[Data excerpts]
• • •
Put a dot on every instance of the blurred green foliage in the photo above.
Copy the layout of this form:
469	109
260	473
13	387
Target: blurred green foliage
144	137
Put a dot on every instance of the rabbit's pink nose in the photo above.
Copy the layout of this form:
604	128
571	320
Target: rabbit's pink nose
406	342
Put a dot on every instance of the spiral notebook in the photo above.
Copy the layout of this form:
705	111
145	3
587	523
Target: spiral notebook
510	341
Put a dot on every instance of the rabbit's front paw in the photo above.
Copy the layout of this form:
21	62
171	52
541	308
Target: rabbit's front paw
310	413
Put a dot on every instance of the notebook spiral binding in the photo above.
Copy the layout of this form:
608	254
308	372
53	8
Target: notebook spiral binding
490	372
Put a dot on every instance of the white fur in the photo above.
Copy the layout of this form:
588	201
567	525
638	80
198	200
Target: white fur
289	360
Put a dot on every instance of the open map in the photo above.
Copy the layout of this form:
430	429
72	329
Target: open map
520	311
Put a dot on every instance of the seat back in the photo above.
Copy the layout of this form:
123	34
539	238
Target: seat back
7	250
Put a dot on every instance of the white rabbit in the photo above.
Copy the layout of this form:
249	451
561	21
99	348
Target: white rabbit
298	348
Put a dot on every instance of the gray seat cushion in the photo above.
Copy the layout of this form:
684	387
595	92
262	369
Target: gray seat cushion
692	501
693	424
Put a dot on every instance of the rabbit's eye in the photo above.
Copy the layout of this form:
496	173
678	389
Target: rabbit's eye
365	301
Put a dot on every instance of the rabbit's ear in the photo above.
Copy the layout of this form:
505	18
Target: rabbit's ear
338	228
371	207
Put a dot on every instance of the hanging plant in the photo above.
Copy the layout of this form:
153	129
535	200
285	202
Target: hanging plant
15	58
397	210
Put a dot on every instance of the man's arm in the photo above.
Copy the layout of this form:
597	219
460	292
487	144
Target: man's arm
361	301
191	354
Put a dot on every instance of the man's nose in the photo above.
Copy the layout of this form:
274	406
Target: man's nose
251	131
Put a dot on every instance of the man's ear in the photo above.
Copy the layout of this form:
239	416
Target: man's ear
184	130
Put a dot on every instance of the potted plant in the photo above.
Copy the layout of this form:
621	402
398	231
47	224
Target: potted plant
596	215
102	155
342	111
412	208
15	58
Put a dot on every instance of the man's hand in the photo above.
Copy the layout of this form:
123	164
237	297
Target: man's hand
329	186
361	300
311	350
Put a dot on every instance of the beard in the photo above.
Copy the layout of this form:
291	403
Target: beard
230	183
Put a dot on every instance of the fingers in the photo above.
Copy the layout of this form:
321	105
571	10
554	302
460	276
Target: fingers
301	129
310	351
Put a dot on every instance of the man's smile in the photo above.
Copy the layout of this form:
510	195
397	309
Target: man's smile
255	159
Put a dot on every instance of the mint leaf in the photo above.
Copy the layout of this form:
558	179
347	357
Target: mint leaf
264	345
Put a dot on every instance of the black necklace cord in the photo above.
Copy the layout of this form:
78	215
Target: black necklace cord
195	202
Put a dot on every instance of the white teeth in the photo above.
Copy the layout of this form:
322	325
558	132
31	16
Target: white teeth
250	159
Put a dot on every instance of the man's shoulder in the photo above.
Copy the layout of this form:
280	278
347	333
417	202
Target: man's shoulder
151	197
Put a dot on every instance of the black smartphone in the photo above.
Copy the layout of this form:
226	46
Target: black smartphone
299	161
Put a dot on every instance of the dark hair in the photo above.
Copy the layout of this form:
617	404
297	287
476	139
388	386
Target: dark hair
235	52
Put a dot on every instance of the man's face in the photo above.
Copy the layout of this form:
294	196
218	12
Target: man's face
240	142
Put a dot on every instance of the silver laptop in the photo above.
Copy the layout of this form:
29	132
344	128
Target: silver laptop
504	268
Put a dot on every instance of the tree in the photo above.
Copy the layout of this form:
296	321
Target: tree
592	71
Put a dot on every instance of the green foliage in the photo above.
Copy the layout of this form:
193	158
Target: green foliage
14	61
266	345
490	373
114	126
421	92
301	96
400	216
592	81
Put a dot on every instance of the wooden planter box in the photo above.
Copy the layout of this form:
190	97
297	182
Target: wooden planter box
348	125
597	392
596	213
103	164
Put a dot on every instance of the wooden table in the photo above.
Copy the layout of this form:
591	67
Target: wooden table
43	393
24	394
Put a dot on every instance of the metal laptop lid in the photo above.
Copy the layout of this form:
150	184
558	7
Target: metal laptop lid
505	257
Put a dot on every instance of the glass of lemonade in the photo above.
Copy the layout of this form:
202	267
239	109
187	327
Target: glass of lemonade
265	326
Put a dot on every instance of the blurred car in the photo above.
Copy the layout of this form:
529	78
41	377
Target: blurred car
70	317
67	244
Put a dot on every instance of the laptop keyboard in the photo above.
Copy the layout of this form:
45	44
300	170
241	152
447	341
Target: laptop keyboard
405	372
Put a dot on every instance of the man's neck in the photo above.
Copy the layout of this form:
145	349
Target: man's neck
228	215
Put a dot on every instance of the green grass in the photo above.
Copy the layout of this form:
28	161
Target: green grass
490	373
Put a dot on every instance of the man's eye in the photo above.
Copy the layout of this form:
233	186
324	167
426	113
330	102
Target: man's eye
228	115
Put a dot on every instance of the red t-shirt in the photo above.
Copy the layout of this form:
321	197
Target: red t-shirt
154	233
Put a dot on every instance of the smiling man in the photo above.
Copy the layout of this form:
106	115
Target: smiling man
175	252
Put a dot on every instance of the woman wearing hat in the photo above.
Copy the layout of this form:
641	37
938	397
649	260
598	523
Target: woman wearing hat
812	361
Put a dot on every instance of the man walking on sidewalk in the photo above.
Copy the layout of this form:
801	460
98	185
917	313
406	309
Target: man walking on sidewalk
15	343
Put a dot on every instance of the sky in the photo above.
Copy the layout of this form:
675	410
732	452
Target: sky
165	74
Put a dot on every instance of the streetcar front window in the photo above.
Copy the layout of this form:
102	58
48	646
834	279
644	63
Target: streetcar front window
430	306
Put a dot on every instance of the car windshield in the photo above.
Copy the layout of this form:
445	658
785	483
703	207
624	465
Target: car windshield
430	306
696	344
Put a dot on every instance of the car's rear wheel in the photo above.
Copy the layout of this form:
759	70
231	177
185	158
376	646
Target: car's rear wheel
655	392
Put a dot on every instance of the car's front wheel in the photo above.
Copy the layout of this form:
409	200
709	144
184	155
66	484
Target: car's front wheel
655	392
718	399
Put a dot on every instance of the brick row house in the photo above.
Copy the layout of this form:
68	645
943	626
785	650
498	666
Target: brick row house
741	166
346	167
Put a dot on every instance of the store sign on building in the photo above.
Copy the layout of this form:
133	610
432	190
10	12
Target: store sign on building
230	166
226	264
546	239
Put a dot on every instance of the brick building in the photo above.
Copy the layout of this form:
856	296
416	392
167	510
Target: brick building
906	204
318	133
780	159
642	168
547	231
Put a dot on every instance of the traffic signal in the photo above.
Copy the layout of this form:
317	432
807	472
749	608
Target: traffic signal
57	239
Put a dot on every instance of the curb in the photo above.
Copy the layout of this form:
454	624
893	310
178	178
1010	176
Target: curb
• • •
Gather each line in the data that holds the string "curb".

Put a dot on every instance of the curb in the photo above.
Target: curb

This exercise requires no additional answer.